Given request
Extract every line of the material below that contains the string "Trace". Match case: a line counts only if the capitalization is identical.

==================================================

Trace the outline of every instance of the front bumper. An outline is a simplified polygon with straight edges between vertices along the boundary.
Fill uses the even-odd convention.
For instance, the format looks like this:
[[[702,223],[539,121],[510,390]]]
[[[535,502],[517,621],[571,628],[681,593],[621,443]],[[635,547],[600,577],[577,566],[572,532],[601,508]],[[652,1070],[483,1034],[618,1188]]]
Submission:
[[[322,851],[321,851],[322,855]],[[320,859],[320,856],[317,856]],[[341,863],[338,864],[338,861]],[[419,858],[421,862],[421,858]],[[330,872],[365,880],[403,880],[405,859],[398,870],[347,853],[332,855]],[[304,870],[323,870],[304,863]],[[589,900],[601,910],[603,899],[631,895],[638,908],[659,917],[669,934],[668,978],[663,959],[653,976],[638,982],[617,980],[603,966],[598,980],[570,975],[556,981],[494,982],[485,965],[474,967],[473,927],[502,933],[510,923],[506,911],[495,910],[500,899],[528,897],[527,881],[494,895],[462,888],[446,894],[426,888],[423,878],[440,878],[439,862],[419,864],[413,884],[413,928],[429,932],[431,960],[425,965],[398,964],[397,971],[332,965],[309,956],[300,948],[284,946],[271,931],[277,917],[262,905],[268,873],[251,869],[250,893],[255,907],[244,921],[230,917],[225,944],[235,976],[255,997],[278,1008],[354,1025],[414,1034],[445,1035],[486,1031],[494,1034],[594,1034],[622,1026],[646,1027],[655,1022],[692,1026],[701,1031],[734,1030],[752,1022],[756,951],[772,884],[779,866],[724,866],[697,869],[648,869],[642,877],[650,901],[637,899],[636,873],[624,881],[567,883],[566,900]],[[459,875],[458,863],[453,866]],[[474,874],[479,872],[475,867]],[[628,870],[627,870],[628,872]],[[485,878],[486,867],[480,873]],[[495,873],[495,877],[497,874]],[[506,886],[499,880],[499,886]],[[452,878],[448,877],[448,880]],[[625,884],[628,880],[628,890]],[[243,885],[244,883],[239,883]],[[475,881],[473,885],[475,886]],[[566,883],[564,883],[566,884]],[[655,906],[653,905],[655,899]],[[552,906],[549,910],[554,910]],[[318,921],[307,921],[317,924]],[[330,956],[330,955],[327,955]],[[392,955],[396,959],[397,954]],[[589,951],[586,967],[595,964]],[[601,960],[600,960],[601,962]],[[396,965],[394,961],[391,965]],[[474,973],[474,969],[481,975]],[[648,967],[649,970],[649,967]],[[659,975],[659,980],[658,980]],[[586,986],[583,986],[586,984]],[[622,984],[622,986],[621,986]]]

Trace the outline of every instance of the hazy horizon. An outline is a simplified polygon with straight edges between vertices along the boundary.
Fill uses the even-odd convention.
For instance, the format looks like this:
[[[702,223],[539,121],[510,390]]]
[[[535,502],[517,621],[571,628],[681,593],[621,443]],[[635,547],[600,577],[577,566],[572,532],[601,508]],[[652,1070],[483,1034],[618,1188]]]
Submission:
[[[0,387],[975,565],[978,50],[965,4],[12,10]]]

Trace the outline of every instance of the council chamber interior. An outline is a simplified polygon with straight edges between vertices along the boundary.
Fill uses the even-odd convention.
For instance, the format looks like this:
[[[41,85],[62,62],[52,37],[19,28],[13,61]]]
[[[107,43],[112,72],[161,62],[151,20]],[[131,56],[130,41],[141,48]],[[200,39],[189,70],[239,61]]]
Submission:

==================================================

Response
Trace the outline of every instance of the front bumper. An outline is a simplified polygon with straight edges between vertices along the boundary.
Trace the outline of every instance of the hazy horizon. An outline is a simplified polygon with straight edges between vertices along the boundary.
Trace the outline of every instance of the council chamber interior. An outline is a simplified polygon with straight edges between vertices along the boundary.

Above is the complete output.